* TASK OBJECTIVE *
Would you retype each record exactly as given?

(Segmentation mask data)
::::
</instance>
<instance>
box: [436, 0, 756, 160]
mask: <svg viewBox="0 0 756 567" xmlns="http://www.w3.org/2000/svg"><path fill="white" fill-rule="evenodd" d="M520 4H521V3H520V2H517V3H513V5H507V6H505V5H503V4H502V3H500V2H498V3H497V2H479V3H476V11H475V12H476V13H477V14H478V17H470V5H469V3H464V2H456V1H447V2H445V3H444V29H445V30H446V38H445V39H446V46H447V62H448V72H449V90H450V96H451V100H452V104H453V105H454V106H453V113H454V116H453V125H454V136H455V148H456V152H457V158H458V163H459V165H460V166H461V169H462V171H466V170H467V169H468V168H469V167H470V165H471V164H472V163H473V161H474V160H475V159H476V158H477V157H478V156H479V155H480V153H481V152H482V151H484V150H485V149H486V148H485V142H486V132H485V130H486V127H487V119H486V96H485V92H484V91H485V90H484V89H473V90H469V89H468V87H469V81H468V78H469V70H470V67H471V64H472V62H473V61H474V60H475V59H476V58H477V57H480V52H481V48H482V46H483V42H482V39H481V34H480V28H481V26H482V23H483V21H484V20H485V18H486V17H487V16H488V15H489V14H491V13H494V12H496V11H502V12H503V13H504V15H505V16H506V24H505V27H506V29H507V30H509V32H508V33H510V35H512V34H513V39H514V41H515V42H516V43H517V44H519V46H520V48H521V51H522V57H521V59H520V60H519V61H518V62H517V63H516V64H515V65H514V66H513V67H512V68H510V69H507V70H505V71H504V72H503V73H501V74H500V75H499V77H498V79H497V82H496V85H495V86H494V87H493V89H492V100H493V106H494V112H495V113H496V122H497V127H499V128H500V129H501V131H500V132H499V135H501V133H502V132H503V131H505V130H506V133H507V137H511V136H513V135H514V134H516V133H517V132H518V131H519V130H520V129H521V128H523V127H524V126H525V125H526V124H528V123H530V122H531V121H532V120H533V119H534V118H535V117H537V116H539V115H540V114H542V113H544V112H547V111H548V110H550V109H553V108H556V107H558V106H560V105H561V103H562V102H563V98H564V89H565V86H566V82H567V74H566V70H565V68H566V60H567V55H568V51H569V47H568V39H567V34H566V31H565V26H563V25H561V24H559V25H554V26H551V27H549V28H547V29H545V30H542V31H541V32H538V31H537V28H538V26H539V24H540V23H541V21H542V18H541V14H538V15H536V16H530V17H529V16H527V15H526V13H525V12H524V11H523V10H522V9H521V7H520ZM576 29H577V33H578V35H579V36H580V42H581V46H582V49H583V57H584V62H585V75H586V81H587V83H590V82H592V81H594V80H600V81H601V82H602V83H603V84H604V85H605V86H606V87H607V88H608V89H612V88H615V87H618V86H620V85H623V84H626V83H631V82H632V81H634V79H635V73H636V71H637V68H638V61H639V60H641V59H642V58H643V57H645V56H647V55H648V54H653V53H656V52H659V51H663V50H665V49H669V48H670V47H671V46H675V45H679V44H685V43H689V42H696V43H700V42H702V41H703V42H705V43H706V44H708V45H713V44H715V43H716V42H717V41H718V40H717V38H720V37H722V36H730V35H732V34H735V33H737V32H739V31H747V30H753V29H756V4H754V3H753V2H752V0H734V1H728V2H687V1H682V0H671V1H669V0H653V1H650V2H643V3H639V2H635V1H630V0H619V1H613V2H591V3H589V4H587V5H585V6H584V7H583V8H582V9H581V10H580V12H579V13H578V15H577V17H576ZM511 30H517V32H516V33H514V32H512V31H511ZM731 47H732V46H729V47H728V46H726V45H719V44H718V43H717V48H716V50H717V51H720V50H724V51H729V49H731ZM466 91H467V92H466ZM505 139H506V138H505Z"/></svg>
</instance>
::::
* EXERCISE OUTPUT *
</instance>
<instance>
box: [436, 0, 756, 160]
mask: <svg viewBox="0 0 756 567" xmlns="http://www.w3.org/2000/svg"><path fill="white" fill-rule="evenodd" d="M520 4H521V3H520V2H517V3H513V5H507V6H505V5H503V4H502V3H500V2H498V3H497V2H479V3H476V11H475V12H476V13H477V14H478V17H470V5H469V3H464V2H456V1H447V2H445V3H444V29H445V30H446V38H445V39H446V46H447V62H448V72H449V90H450V96H451V100H452V104H453V105H454V106H453V113H454V116H453V125H454V136H455V148H456V152H457V158H458V163H459V165H460V166H461V169H462V171H466V170H467V169H468V168H469V167H470V165H471V164H472V163H473V161H474V160H475V159H476V158H477V157H478V156H479V155H480V153H481V152H482V151H484V150H485V149H486V148H485V142H486V132H485V130H486V127H487V119H486V96H485V92H484V91H485V90H484V89H473V90H469V89H468V87H469V81H468V78H469V70H470V67H471V64H472V62H473V61H474V60H475V59H476V58H477V57H480V52H481V48H482V46H483V42H482V39H481V34H480V28H481V26H482V23H483V21H484V20H485V18H486V17H487V16H488V15H489V14H491V13H494V12H496V11H502V12H503V13H504V15H505V16H506V24H505V27H506V29H507V30H509V32H508V33H510V35H512V34H513V39H514V41H515V42H516V43H517V44H519V46H520V48H521V51H522V57H521V59H520V60H519V61H518V62H517V63H516V64H515V65H514V66H513V67H512V68H510V69H507V70H505V71H504V72H503V73H501V74H500V75H499V77H498V79H497V82H496V85H495V86H494V87H493V89H492V100H493V106H494V112H495V113H496V122H497V127H499V128H500V129H501V131H500V132H499V135H501V133H502V132H503V131H505V130H506V133H507V137H511V136H513V135H514V134H516V133H517V132H518V131H519V130H520V129H521V128H523V127H524V126H525V125H526V124H528V123H530V122H531V121H532V120H533V119H534V118H535V117H537V116H539V115H540V114H542V113H544V112H547V111H548V110H550V109H553V108H556V107H558V106H560V105H561V103H562V102H563V98H564V89H565V86H566V82H567V74H566V70H565V68H566V60H567V55H568V51H569V47H568V39H567V34H566V31H565V26H563V25H561V24H559V25H554V26H551V27H549V28H547V29H545V30H542V31H541V32H538V31H537V28H538V26H539V24H540V23H541V21H542V18H541V14H538V15H536V16H530V17H529V16H527V15H526V13H525V12H524V11H523V10H522V9H521V7H520ZM576 29H577V33H578V35H579V36H580V42H581V46H582V49H583V57H584V62H585V75H586V81H587V83H590V82H592V81H594V80H600V81H601V82H602V83H603V84H604V85H605V86H606V87H607V88H608V89H612V88H615V87H618V86H620V85H623V84H626V83H631V82H632V81H634V79H635V73H636V71H637V68H638V61H639V60H641V59H642V58H643V57H645V56H647V55H648V54H653V53H656V52H659V51H663V50H665V49H669V48H670V47H671V46H675V45H679V44H685V43H689V42H696V43H700V42H702V41H703V42H705V43H706V44H708V45H713V44H715V43H716V42H717V41H718V40H717V38H720V37H722V36H730V35H732V34H735V33H737V32H739V31H747V30H753V29H756V4H754V3H753V2H752V0H734V1H728V2H687V1H682V0H671V1H669V0H653V1H650V2H643V3H639V2H635V1H630V0H619V1H613V2H591V3H589V4H587V5H585V6H584V7H583V8H582V9H581V10H580V12H579V13H578V15H577V17H576ZM511 30H517V32H516V33H514V32H512V31H511ZM731 47H732V46H729V47H728V46H726V45H719V44H718V43H717V48H716V50H717V51H720V50H724V51H729V49H731ZM466 91H467V92H466ZM505 139H506V138H505Z"/></svg>
</instance>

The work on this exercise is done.